***** Supplied records
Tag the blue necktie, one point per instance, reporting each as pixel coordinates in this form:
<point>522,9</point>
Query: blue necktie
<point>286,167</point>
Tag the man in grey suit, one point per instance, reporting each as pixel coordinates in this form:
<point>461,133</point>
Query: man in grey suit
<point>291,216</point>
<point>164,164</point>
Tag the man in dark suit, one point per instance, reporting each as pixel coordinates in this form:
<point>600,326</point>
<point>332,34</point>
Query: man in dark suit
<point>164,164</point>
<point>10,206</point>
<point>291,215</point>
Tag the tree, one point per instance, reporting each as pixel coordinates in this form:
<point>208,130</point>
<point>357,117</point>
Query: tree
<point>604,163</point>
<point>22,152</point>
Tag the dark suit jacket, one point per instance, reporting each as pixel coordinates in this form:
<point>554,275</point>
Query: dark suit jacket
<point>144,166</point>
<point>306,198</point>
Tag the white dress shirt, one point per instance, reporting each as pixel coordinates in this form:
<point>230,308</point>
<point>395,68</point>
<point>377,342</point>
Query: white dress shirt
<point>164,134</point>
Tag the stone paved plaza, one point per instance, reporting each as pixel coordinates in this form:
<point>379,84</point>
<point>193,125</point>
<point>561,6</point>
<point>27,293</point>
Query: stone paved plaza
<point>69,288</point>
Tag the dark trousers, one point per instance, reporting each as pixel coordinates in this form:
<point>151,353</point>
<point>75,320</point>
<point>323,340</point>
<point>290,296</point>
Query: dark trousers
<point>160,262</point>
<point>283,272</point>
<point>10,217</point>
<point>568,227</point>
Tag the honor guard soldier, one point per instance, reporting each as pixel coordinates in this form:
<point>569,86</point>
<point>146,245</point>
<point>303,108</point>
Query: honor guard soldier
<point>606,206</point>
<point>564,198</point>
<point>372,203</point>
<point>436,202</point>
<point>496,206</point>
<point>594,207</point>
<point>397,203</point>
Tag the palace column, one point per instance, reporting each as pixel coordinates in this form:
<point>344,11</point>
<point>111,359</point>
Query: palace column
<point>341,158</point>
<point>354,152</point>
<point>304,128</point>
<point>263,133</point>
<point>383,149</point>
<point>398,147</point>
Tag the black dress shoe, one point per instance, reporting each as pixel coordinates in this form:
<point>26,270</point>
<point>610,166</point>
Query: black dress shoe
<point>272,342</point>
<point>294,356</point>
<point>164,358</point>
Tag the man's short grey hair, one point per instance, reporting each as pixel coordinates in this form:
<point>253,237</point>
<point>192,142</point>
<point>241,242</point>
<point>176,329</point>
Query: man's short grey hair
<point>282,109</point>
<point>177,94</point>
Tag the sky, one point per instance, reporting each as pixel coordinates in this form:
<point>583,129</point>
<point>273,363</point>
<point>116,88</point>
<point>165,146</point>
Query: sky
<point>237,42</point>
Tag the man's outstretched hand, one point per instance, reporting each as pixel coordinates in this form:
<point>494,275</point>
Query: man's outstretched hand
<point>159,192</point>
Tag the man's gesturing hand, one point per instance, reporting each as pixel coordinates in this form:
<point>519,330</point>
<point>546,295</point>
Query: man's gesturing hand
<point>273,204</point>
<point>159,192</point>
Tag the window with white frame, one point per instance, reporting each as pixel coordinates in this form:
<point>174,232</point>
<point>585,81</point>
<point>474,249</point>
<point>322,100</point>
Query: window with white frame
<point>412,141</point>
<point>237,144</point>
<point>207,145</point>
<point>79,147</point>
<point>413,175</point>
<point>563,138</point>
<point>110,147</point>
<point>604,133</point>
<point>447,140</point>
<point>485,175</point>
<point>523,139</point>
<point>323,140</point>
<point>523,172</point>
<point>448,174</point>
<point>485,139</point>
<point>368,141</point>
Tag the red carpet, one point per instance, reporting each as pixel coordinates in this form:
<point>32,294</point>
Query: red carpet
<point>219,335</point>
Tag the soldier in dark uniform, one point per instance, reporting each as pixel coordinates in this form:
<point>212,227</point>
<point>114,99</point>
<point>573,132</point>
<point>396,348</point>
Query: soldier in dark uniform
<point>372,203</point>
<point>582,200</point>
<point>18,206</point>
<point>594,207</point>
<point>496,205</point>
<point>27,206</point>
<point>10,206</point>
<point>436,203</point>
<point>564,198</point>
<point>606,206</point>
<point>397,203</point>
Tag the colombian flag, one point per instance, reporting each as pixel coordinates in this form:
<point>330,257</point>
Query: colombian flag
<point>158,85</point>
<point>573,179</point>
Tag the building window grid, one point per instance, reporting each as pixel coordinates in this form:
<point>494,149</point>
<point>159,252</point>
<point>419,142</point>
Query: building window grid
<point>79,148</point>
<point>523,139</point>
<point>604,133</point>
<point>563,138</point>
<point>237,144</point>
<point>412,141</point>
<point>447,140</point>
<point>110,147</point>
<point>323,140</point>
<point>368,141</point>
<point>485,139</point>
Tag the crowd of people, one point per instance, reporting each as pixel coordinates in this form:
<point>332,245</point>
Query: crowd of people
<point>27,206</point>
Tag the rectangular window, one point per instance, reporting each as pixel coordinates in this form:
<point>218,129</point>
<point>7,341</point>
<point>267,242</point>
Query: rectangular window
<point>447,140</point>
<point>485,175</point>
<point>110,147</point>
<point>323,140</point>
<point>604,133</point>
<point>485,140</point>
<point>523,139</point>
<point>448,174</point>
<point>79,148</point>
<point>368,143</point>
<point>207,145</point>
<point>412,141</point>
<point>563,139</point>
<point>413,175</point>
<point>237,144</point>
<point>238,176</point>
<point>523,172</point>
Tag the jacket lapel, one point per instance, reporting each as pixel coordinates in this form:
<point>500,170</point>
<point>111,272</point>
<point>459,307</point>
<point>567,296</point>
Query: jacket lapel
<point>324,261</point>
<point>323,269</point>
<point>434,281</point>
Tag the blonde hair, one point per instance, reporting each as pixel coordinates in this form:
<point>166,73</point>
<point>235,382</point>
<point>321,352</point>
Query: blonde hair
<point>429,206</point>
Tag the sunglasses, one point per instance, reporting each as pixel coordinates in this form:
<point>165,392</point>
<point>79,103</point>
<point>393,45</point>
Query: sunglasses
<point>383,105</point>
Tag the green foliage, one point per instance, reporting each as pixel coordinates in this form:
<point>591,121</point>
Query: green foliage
**********
_Exercise requirements_: The data should be copied out in full, exactly as it reads.

_Solution to this problem_:
Tag the blue necktie, one point per instance, reporting each as pixel coordinates in this form:
<point>522,9</point>
Query: blue necktie
<point>286,167</point>
Tag the man in grey suit, one point per instance, reporting each as pixel coordinates in this form:
<point>461,133</point>
Query: man in grey suit
<point>291,216</point>
<point>164,164</point>
Tag the man in dark suit, one point per instance, reporting each as pixel coordinates in this form:
<point>600,326</point>
<point>332,34</point>
Query: man in dark suit
<point>164,164</point>
<point>10,206</point>
<point>291,215</point>
Tag the tree, one point per instance, reporting each as pixel coordinates in this form:
<point>208,130</point>
<point>357,117</point>
Query: tree
<point>604,163</point>
<point>22,152</point>
Tag the dark suit jacket, one point per instance, reporting each as pixel coordinates in this form:
<point>554,275</point>
Query: dark suit jacket
<point>144,166</point>
<point>306,198</point>
Tag the white dress shirt, one point per instance, reporting each as pixel coordinates in this form:
<point>230,308</point>
<point>395,68</point>
<point>377,342</point>
Query: white dress shirt
<point>164,134</point>
Tag the stone paved plaza, one point per instance, reporting each as pixel coordinates in this form:
<point>379,84</point>
<point>193,125</point>
<point>561,6</point>
<point>27,293</point>
Query: stone paved plaza
<point>69,288</point>
Tag the dark trousers, one point per instance, reporting each as pixel coordinates in this form:
<point>151,353</point>
<point>75,320</point>
<point>323,340</point>
<point>290,296</point>
Query: dark trousers
<point>160,262</point>
<point>283,272</point>
<point>10,217</point>
<point>568,227</point>
Tag the honor guard soldier, one point per instance, reporting each as pixel coordinates in this form:
<point>569,86</point>
<point>146,245</point>
<point>303,108</point>
Query: honor guard soldier
<point>606,206</point>
<point>564,198</point>
<point>372,203</point>
<point>436,202</point>
<point>496,206</point>
<point>594,207</point>
<point>397,203</point>
Tag the palace column, one point per instance, reporting each as pixel coordinates in this form:
<point>344,11</point>
<point>111,359</point>
Query: palace column
<point>341,158</point>
<point>354,152</point>
<point>304,128</point>
<point>263,133</point>
<point>383,149</point>
<point>398,147</point>
Tag the black dress shoe, one point per instance, reporting each as pixel coordinates in this form:
<point>26,270</point>
<point>610,166</point>
Query: black dress shoe
<point>272,342</point>
<point>294,356</point>
<point>164,358</point>
Tag the man's short grey hair, one point per instance, reporting each as pixel coordinates in this form:
<point>253,237</point>
<point>192,142</point>
<point>241,242</point>
<point>176,329</point>
Query: man's short grey hair
<point>282,109</point>
<point>177,94</point>
Tag the sky, one point per instance, reporting each as pixel coordinates in this form:
<point>583,129</point>
<point>273,363</point>
<point>116,88</point>
<point>165,146</point>
Query: sky
<point>237,42</point>
Tag the man's outstretched hand, one point per instance, reporting each as pixel coordinates in this form:
<point>494,275</point>
Query: man's outstretched hand
<point>159,192</point>
Tag the man's gesturing hand, one point per instance, reporting each as pixel coordinates in this form:
<point>519,330</point>
<point>546,295</point>
Query: man's gesturing hand
<point>273,204</point>
<point>159,192</point>
Tag the window with white frame, one point per instance, reporting each as pixel coordinates in this form:
<point>174,232</point>
<point>585,81</point>
<point>474,249</point>
<point>322,100</point>
Query: window with white frame
<point>412,141</point>
<point>237,144</point>
<point>207,145</point>
<point>79,147</point>
<point>413,175</point>
<point>563,138</point>
<point>110,147</point>
<point>604,133</point>
<point>447,140</point>
<point>485,175</point>
<point>523,139</point>
<point>323,140</point>
<point>523,172</point>
<point>448,174</point>
<point>485,139</point>
<point>368,141</point>
Tag the red carpet, one point per instance, reporting each as pixel coordinates in this form:
<point>32,294</point>
Query: red carpet
<point>219,335</point>
Tag the soldier in dark uniform, one point per instance, reporting each as pixel coordinates in this form:
<point>212,227</point>
<point>114,99</point>
<point>573,132</point>
<point>396,348</point>
Query: soldier in dark uniform
<point>372,203</point>
<point>582,200</point>
<point>18,206</point>
<point>594,207</point>
<point>496,205</point>
<point>27,206</point>
<point>10,206</point>
<point>436,203</point>
<point>564,198</point>
<point>606,206</point>
<point>397,203</point>
Tag the colombian flag, one point per instance, reporting each as pixel coordinates in this form:
<point>330,257</point>
Query: colombian flag
<point>158,85</point>
<point>573,179</point>
Tag the building window grid, one point per instance, reporting each as pixel coordinates in this form:
<point>494,149</point>
<point>159,252</point>
<point>419,142</point>
Query: building window grid
<point>79,148</point>
<point>523,139</point>
<point>604,133</point>
<point>563,138</point>
<point>237,144</point>
<point>412,141</point>
<point>447,140</point>
<point>110,147</point>
<point>323,140</point>
<point>368,141</point>
<point>485,139</point>
Tag the crowd of people, one point per instance, reporting each as pixel coordinates in this form:
<point>332,245</point>
Query: crowd of people
<point>27,206</point>
Tag the rectangular window, one point per instance, reporting each as pixel coordinates in this form:
<point>218,129</point>
<point>7,341</point>
<point>267,242</point>
Query: rectangular window
<point>447,140</point>
<point>485,175</point>
<point>110,147</point>
<point>323,140</point>
<point>604,133</point>
<point>485,140</point>
<point>523,139</point>
<point>448,174</point>
<point>79,148</point>
<point>368,143</point>
<point>207,145</point>
<point>412,141</point>
<point>563,139</point>
<point>413,175</point>
<point>237,144</point>
<point>238,176</point>
<point>523,172</point>
Tag the jacket lapel, one point per instance, reporting each as pixel coordinates in this form:
<point>500,170</point>
<point>111,272</point>
<point>459,307</point>
<point>567,296</point>
Query: jacket lapel
<point>324,261</point>
<point>323,269</point>
<point>434,281</point>
Tag the blonde hair, one point per instance, reporting each as pixel coordinates in this form:
<point>166,73</point>
<point>235,382</point>
<point>321,352</point>
Query: blonde hair
<point>429,206</point>
Tag the sunglasses, one point per instance, reporting each as pixel coordinates in this form:
<point>165,392</point>
<point>79,103</point>
<point>393,45</point>
Query: sunglasses
<point>383,105</point>
Tag the green foliage, one point per instance, reporting each as pixel coordinates in this form:
<point>591,121</point>
Query: green foliage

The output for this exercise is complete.